▶ **WRITTEN PROBLEM**
From the line containing "point per instance: faucet" down to the last line of the material, return those lines verbatim and only those.
══════════
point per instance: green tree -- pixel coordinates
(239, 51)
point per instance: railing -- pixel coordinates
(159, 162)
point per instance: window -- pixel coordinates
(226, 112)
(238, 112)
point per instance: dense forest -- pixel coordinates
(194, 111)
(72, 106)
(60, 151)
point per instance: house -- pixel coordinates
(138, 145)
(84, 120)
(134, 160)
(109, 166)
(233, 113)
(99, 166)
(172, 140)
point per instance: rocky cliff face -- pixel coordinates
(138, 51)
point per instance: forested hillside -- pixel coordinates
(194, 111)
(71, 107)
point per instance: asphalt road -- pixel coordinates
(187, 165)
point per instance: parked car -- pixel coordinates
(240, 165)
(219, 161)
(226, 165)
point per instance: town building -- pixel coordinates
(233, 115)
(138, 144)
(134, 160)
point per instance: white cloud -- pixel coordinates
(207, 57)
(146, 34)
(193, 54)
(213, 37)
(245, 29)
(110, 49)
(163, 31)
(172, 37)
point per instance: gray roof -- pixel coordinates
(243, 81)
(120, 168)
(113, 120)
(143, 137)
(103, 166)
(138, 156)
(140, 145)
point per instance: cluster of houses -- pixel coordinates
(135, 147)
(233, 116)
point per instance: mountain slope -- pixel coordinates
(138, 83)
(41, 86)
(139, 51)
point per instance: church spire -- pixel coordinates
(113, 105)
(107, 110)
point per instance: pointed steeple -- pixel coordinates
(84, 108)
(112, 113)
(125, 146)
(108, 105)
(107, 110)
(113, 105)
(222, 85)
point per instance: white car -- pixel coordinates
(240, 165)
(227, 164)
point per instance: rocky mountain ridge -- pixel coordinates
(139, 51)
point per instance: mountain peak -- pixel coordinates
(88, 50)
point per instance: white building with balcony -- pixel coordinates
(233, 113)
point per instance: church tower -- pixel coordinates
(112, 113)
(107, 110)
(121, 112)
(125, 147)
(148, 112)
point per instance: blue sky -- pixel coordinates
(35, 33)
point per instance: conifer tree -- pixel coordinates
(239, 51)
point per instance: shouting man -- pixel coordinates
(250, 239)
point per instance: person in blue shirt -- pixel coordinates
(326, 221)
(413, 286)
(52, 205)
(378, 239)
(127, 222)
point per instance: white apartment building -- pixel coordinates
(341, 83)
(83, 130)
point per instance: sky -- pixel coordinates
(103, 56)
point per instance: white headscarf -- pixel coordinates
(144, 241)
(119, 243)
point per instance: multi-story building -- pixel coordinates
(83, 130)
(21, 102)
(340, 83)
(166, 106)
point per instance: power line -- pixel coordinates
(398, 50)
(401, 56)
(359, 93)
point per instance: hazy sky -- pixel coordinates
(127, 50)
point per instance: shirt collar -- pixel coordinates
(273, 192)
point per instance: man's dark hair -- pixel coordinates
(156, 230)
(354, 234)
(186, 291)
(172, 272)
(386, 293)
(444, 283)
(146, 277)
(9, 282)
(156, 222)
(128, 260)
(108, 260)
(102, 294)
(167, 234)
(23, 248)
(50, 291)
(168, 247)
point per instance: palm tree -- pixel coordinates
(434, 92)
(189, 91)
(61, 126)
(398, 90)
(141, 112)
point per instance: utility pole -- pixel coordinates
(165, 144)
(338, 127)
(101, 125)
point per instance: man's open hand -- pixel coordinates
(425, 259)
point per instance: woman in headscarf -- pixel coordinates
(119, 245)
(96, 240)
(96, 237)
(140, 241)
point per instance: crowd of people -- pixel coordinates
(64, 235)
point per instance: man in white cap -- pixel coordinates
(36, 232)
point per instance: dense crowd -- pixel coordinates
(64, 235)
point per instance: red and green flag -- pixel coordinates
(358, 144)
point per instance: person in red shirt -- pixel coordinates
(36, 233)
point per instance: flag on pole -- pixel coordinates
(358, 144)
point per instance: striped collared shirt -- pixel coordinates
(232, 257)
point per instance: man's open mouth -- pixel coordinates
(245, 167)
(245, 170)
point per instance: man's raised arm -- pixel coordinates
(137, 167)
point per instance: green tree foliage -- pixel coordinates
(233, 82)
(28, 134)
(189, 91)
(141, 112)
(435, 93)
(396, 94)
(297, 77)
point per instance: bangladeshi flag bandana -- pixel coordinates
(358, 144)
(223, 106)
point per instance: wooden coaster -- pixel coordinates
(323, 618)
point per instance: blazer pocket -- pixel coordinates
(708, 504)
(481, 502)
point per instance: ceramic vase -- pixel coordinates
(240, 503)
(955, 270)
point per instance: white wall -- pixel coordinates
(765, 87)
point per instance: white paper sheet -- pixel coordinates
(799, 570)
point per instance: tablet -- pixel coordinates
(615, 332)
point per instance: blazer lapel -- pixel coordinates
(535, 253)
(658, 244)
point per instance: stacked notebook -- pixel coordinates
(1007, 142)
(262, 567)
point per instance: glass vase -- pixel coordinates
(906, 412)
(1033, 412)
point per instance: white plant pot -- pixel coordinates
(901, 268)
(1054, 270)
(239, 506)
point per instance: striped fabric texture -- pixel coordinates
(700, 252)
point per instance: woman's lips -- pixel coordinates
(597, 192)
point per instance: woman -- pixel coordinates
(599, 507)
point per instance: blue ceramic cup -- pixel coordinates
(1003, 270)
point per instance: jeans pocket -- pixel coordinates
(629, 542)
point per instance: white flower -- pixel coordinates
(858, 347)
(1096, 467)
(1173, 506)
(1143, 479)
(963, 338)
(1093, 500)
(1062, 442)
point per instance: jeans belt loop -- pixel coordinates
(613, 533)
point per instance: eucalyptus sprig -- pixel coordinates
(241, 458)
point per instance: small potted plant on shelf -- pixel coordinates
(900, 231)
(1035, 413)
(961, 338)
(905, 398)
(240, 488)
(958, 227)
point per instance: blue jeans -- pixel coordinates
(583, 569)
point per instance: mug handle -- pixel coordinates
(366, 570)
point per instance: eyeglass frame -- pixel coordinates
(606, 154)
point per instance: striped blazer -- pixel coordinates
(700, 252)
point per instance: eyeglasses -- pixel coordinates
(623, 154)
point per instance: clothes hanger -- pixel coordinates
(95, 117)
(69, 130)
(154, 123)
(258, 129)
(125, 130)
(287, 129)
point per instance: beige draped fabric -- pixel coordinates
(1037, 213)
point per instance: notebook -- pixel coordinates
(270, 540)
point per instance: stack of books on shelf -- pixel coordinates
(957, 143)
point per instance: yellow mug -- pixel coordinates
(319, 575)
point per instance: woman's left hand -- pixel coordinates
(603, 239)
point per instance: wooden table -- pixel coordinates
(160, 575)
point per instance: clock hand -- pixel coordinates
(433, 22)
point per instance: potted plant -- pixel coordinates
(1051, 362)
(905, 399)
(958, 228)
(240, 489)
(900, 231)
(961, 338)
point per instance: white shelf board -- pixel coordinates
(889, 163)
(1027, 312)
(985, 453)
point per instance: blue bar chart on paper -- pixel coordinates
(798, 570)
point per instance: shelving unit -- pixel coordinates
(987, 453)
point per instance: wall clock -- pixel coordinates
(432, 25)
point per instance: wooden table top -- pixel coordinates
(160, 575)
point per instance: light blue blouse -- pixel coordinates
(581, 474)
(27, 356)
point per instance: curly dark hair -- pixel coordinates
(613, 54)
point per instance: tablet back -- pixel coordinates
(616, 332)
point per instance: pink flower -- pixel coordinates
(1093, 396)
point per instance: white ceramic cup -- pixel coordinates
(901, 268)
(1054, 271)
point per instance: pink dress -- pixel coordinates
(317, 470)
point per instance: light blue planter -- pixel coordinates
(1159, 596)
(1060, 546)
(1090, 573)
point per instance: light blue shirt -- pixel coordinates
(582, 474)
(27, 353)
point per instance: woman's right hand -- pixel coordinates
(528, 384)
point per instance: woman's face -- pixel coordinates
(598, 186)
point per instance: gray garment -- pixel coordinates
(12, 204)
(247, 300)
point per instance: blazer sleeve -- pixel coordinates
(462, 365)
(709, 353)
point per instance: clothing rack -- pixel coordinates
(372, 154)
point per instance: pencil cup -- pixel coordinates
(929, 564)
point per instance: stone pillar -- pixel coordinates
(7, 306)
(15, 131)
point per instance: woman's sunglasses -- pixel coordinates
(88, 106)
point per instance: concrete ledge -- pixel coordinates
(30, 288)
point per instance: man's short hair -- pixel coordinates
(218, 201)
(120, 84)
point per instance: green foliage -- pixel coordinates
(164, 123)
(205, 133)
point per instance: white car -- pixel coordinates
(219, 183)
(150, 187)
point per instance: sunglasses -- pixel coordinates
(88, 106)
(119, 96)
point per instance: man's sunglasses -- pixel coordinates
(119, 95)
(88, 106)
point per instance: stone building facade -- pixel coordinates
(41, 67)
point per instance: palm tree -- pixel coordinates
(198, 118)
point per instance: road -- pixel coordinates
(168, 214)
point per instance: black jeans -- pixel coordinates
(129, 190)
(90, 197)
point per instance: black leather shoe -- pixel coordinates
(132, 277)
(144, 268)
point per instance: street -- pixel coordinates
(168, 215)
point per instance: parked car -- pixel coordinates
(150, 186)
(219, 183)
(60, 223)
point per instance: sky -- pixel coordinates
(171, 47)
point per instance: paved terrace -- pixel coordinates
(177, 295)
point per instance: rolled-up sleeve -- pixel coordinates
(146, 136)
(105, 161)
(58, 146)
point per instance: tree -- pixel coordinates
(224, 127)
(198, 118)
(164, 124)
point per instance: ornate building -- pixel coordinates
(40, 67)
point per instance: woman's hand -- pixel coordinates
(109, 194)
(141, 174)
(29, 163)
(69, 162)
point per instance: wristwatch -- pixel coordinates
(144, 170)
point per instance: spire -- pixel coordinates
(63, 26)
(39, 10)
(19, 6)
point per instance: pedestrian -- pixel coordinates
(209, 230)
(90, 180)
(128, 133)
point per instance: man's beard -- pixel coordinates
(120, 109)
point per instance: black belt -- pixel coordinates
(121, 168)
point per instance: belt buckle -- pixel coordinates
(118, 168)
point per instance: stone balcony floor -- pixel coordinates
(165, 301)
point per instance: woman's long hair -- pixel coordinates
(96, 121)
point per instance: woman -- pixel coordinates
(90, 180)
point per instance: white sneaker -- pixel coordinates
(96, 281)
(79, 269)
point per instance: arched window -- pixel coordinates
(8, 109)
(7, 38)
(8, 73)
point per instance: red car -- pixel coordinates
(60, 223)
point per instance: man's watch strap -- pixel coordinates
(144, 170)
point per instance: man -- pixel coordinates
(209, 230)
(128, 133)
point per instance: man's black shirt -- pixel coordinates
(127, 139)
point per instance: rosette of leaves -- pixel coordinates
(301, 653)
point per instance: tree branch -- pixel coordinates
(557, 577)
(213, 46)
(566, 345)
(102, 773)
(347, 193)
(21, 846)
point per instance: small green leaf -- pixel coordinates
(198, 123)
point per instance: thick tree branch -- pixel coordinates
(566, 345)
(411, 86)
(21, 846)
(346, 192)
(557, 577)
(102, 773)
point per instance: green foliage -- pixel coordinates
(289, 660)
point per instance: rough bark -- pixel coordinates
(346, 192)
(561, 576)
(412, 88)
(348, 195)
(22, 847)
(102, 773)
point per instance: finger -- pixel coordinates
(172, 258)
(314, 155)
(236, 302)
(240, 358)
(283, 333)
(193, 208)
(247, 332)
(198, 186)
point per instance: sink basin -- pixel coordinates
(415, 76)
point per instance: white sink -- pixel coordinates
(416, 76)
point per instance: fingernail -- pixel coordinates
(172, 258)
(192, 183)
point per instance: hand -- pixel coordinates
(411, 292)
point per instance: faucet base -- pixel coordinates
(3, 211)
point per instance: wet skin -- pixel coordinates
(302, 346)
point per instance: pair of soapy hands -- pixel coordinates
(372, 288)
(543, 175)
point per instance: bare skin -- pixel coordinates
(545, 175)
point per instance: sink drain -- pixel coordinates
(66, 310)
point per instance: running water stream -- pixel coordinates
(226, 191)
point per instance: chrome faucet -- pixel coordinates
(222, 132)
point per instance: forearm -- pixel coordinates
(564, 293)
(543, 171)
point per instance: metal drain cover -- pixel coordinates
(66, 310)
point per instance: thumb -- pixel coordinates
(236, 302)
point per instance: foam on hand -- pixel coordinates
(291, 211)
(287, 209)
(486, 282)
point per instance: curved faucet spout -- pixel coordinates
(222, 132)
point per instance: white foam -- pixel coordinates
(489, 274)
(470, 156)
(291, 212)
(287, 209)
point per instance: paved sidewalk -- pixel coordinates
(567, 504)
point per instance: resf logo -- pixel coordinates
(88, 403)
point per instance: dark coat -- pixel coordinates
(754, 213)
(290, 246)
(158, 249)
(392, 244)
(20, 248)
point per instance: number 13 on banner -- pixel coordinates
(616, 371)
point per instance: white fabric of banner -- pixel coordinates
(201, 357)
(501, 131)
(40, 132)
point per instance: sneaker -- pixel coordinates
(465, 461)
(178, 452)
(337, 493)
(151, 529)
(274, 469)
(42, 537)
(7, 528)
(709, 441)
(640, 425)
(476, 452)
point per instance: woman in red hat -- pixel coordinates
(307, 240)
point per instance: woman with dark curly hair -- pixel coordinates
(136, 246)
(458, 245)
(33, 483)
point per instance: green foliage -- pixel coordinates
══════════
▶ **EXERCISE SOLUTION**
point per instance: faucet base -- pixel coordinates
(3, 211)
point per instance: wet skin -- pixel coordinates
(302, 346)
point per instance: pair of soapy hands -- pixel coordinates
(372, 288)
(543, 175)
point per instance: bare skin -- pixel coordinates
(545, 175)
point per instance: sink drain -- pixel coordinates
(66, 310)
point per instance: running water stream -- pixel coordinates
(226, 191)
point per instance: chrome faucet -- pixel coordinates
(222, 132)
point per instance: forearm -- pixel coordinates
(564, 293)
(543, 171)
point per instance: metal drain cover -- pixel coordinates
(66, 310)
point per instance: thumb -- pixel coordinates
(236, 302)
point per instance: foam on hand -- pixel coordinates
(291, 211)
(287, 209)
(486, 282)
point per instance: curved faucet spout -- pixel coordinates
(222, 132)
point per instance: white foam -- pixel coordinates
(489, 274)
(470, 156)
(291, 212)
(287, 209)
point per instance: paved sidewalk -- pixel coordinates
(567, 504)
point per instance: resf logo -- pixel coordinates
(88, 403)
point per instance: dark coat -- pixel coordinates
(754, 213)
(290, 246)
(158, 249)
(392, 244)
(20, 248)
point per instance: number 13 on banner -- pixel coordinates
(616, 371)
point per instance: white fabric of banner -- pixel coordinates
(201, 357)
(501, 131)
(40, 132)
point per instance: sneaker -- pixel coordinates
(465, 461)
(178, 452)
(337, 493)
(151, 529)
(274, 469)
(42, 537)
(7, 528)
(709, 441)
(640, 425)
(476, 452)
point per instance: woman in red hat -- pixel coordinates
(307, 240)
point per instance: woman with dark curly hair -- pixel coordinates
(136, 246)
(458, 245)
(33, 483)
point per instance: green foliage -- pixel coordinates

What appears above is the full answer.